● WHAT YOU ARE ASKED TO DO:
Repeat the entire listing below exactly.

● DATASET:

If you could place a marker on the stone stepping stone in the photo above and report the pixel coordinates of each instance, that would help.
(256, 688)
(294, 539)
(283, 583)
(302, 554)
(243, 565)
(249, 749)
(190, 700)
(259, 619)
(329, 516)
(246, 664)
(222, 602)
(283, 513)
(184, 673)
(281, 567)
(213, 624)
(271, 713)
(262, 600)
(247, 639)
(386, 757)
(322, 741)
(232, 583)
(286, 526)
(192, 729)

● OUTPUT FOR THIS EXERCISE:
If you could place a marker on the stone stepping stone in the photo above and report the pixel coordinates of each instance, that would help.
(256, 688)
(294, 539)
(283, 583)
(302, 554)
(243, 565)
(249, 749)
(190, 700)
(259, 619)
(329, 516)
(246, 664)
(222, 602)
(283, 513)
(184, 673)
(281, 567)
(213, 624)
(271, 713)
(262, 600)
(247, 639)
(386, 757)
(322, 741)
(232, 583)
(286, 526)
(192, 729)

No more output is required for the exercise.